Problem to work on ::
Could you rewrite the lines below with "one point per instance" replaced by "one point for each instance" everywhere it appears, keeping everything else the same and leaving out the pictures?

# START OF Records

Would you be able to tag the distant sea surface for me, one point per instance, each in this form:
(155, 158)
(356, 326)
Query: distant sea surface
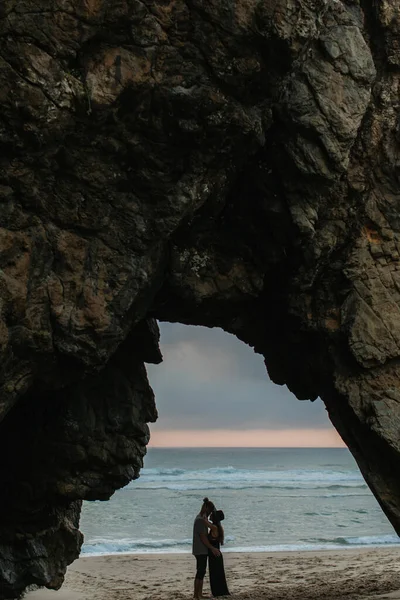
(273, 499)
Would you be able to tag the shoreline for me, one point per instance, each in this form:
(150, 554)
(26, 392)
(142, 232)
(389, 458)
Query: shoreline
(244, 550)
(356, 574)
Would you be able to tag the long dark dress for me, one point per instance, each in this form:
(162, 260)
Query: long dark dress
(217, 571)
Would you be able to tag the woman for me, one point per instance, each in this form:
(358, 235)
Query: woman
(216, 563)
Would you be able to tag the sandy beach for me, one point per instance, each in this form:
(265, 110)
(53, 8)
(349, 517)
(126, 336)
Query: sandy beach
(351, 574)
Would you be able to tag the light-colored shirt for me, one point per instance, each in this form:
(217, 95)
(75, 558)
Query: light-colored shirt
(199, 527)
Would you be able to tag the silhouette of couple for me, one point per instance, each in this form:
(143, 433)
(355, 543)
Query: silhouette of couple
(208, 537)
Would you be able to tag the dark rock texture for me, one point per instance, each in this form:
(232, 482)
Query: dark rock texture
(230, 163)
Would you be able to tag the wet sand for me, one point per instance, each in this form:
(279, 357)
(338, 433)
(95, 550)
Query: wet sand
(352, 574)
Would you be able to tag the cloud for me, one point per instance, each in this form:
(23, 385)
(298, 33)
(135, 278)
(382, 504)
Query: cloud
(209, 380)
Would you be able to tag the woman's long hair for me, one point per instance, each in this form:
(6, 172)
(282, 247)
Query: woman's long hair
(207, 507)
(216, 517)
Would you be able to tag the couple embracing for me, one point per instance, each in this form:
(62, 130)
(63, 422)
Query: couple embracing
(208, 537)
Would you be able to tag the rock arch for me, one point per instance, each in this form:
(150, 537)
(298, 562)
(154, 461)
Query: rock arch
(216, 163)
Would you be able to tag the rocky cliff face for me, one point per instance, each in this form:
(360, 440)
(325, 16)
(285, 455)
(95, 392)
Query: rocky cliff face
(230, 163)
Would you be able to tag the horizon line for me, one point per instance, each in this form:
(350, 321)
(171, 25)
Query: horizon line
(247, 447)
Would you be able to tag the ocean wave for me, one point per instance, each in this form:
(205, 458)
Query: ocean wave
(101, 546)
(241, 485)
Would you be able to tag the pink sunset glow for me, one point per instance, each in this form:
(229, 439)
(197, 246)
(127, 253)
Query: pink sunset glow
(254, 438)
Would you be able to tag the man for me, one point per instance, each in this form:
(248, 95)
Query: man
(201, 546)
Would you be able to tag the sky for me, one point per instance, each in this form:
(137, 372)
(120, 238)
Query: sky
(213, 390)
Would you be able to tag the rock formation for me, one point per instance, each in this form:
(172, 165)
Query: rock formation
(230, 163)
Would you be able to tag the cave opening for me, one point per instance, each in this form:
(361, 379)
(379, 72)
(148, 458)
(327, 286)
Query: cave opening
(275, 465)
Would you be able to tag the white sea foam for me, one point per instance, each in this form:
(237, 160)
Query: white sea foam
(232, 478)
(273, 500)
(102, 546)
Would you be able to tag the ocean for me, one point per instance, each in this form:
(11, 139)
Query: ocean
(273, 499)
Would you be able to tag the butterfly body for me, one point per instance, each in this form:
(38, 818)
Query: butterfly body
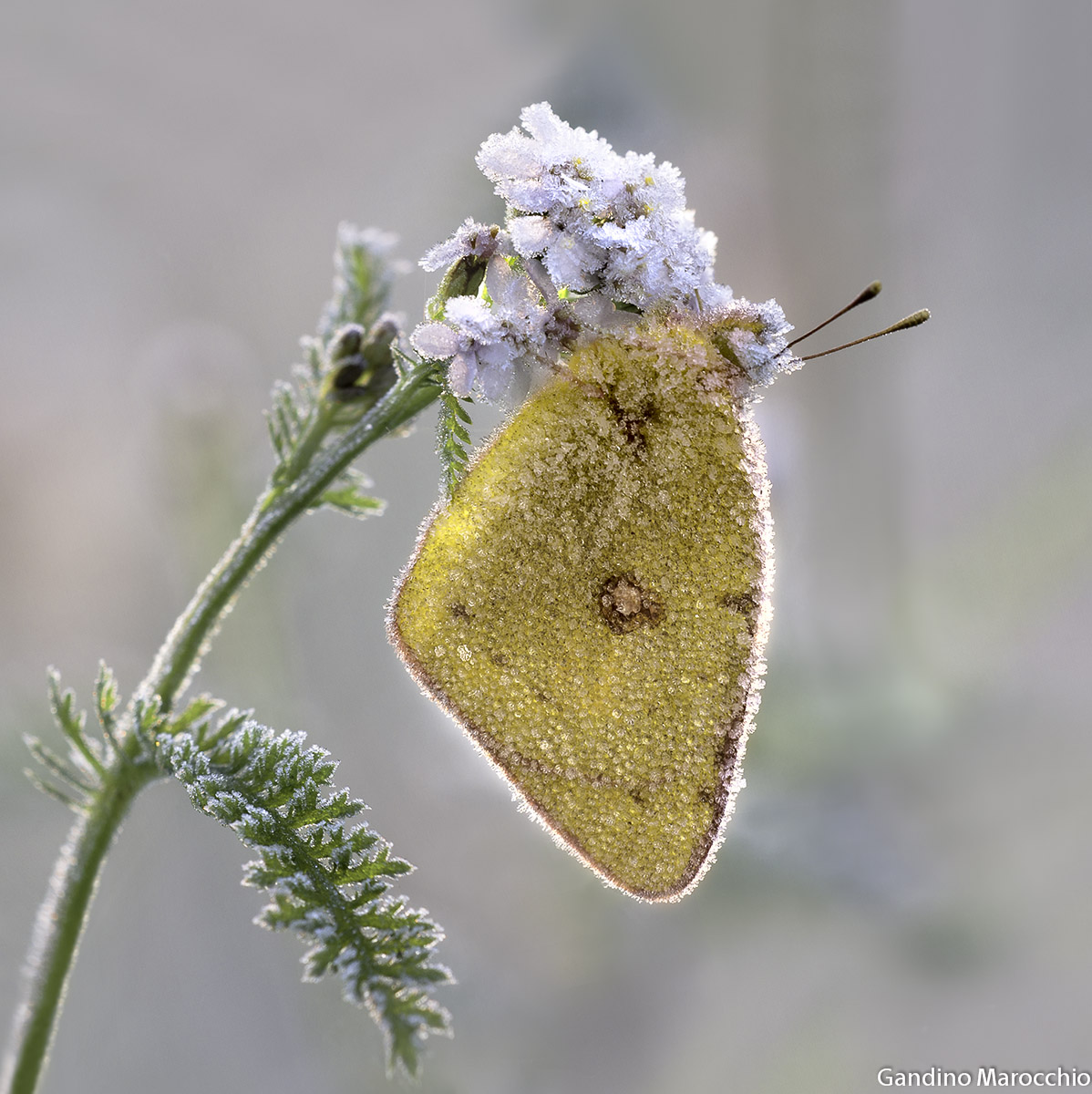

# END OF Records

Expected output ::
Would you be able to tag the distant sea surface for me, one point for each instance, each in this form:
(155, 158)
(356, 326)
Query: distant sea surface
(273, 499)
Would you be able to tag the shoreline for me, one point for each instance, each in this form:
(150, 554)
(26, 392)
(142, 232)
(389, 458)
Query: shoreline
(244, 550)
(356, 574)
Would you be able to tag the long dark dress for me, one point for each instance, each in this form:
(162, 260)
Query: long dark dress
(217, 571)
Would you be able to tag the woman for me, one point for each instance, each in this form:
(358, 235)
Query: woman
(216, 563)
Would you be able to tag the sandy beach for me, one point for each instance, each in this form:
(265, 110)
(53, 8)
(349, 517)
(126, 336)
Query: sandy beach
(351, 574)
Would you be able to tag the light-colored shirt for me, one point for each instance, each in this form:
(217, 95)
(75, 558)
Query: light-colored shirt
(199, 527)
Would you be able to tag the silhouette of couple for me, one point for each instance, each in this form:
(143, 433)
(355, 543)
Query: silhouette of couple
(208, 537)
Would you be able to tag the dark rock texture for me, one point for each instance, each in this form:
(232, 482)
Query: dark rock texture
(230, 163)
Would you be able to tag the wet sand for me, one point for each instance, each in this form:
(279, 357)
(338, 433)
(95, 550)
Query: wet sand
(352, 574)
Would you be able to tag the cloud for me, one point for each instance, each in this form:
(23, 385)
(298, 33)
(135, 278)
(382, 504)
Query: cloud
(209, 380)
Would you be able to tag the woman's long hair for me, one point for each instance, each in this form:
(6, 172)
(282, 247)
Query: woman's long hair
(207, 507)
(216, 517)
Would you be able to tag the couple embracing for me, one point for each instance, each in this form:
(62, 130)
(63, 422)
Query: couple embracing
(208, 537)
Would you be able to tag the rock arch for me, one point for each instance, each in this form:
(150, 537)
(298, 562)
(154, 461)
Query: rock arch
(216, 163)
Would you be able to tag the rocky cliff face for me, one point for each instance, each in this form:
(360, 440)
(325, 16)
(285, 455)
(95, 392)
Query: rocky cliff face
(230, 163)
Would you be able to tag the horizon line for me, one point for each instance, each in this form:
(350, 321)
(171, 25)
Query: horizon line
(247, 447)
Would you be able to tag the ocean wave for me, one point for each instance, each in this form:
(205, 458)
Query: ocean wave
(101, 546)
(241, 485)
Would you be able to tag the pink sunset glow for me, one point for each instance, each in this form:
(229, 439)
(197, 246)
(127, 253)
Query: pink sunset glow
(254, 438)
Would you be able to tag the man for me, one point for each instance, each in this form:
(248, 95)
Query: man
(201, 546)
Would you be able to tag the sky for me, one point for each instance, each in this form:
(137, 372)
(120, 238)
Query: sky
(213, 390)
Would you be able to tag the rock formation for me, one point for each instance, each in this form:
(172, 165)
Query: rock formation
(230, 163)
Would you be able to tag the cave opening for me, one point for each instance, each in this form:
(361, 379)
(379, 72)
(148, 458)
(327, 286)
Query: cave opening
(275, 465)
Would you be able to tag the white sea foam for me, one point for each instance, each in this form:
(237, 160)
Query: white sea foam
(232, 478)
(273, 500)
(102, 546)
Would you be able to tag the ocean for me, one point for each instance, each in this form:
(11, 139)
Query: ocean
(273, 499)
Would you be able to tag the butterfly body for me, one point for each instance, each in this form:
(38, 818)
Query: butterfly body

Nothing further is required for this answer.